# ACTIVITY
Please write out all of the entries without altering anything.

___

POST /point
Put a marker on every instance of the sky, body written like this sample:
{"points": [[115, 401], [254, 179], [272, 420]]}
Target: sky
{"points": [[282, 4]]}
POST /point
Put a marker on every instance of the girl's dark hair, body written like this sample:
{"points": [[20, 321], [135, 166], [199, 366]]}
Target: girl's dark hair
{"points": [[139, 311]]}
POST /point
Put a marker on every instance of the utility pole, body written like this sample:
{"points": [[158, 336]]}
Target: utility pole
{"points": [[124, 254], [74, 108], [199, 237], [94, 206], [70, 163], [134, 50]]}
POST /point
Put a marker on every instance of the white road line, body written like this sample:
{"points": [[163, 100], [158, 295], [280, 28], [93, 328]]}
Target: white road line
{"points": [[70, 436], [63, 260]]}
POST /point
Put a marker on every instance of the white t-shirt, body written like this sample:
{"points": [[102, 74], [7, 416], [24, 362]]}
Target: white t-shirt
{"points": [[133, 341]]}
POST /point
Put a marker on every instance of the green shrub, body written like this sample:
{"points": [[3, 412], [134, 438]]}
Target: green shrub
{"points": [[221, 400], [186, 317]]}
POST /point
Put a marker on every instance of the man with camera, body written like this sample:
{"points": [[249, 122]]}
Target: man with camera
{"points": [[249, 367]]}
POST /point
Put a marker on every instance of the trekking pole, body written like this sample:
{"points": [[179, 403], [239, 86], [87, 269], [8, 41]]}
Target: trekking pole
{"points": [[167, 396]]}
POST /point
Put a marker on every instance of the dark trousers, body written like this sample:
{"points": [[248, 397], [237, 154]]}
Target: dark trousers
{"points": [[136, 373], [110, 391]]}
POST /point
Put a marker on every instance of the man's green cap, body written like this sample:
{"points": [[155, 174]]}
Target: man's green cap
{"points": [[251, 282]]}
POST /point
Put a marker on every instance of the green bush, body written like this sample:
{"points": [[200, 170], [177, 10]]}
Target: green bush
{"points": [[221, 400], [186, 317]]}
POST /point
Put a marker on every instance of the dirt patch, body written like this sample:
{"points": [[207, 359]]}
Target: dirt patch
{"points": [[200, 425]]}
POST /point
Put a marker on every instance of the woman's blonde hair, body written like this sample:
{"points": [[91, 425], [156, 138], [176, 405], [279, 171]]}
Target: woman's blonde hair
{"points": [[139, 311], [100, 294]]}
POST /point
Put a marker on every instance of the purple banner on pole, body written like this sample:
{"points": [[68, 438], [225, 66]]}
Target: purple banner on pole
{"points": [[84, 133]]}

___

# PROBLEM SOLUTION
POST /point
Put a marker on every instance of the sky, body written like this sample:
{"points": [[115, 401], [254, 179], [272, 420]]}
Target: sky
{"points": [[282, 4]]}
POST /point
Put a marker on every instance of the girl's dark hair, body written like this sample:
{"points": [[20, 321], [135, 166], [199, 366]]}
Target: girl's dark hair
{"points": [[139, 311]]}
POST /point
Put a marker on every instance of the utility pole, body written like this sample:
{"points": [[158, 336]]}
Target: utility pole
{"points": [[124, 254], [74, 108], [199, 237], [94, 206], [70, 163], [134, 50]]}
POST /point
Put a marker on every instance of the white road line, body written like this sample:
{"points": [[163, 100], [158, 295], [280, 28], [93, 328]]}
Target: white road line
{"points": [[70, 436], [63, 260]]}
POST /point
Put a marker on every instance of the white t-shirt, body written like this sample:
{"points": [[102, 74], [7, 416], [24, 362]]}
Target: white t-shirt
{"points": [[133, 341]]}
POST /point
Put a marker on every instance of the green shrub, body written like this sample:
{"points": [[3, 412], [134, 438]]}
Target: green shrub
{"points": [[221, 400], [186, 317]]}
POST /point
Put a marker on every instance of the man with camera, body written like this sample:
{"points": [[249, 122]]}
Target: man with camera
{"points": [[249, 367]]}
POST /point
Put a marker on every instance of the trekking pole, body written like this sample:
{"points": [[179, 403], [239, 86], [87, 269], [8, 41]]}
Target: trekking pole
{"points": [[167, 396]]}
POST /point
Put a marker on every instance of the dark trousers, body written like this sample:
{"points": [[248, 397], [237, 154]]}
Target: dark trousers
{"points": [[136, 373], [110, 391]]}
POST /point
Put a marker on every instance of the man's green cap, body written like this sample:
{"points": [[155, 174]]}
Target: man's green cap
{"points": [[251, 282]]}
POST /point
Put a marker on every instance of the green bush, body written like this sample:
{"points": [[200, 170], [177, 10]]}
Target: green bush
{"points": [[221, 400], [186, 317]]}
POST /point
Put a marker on every instance of the dirt patch, body written like this sample:
{"points": [[207, 359]]}
Target: dirt patch
{"points": [[200, 425]]}
POST /point
Put a marker on every instance of the woman's blonde hair, body written like this sample:
{"points": [[91, 425], [156, 138], [176, 405], [279, 171]]}
Target: woman's blonde hair
{"points": [[139, 311], [100, 294]]}
POST /point
Put a marker on every instance of the purple banner on pole, body written like this sample:
{"points": [[68, 438], [225, 66]]}
Target: purple banner on pole
{"points": [[84, 133]]}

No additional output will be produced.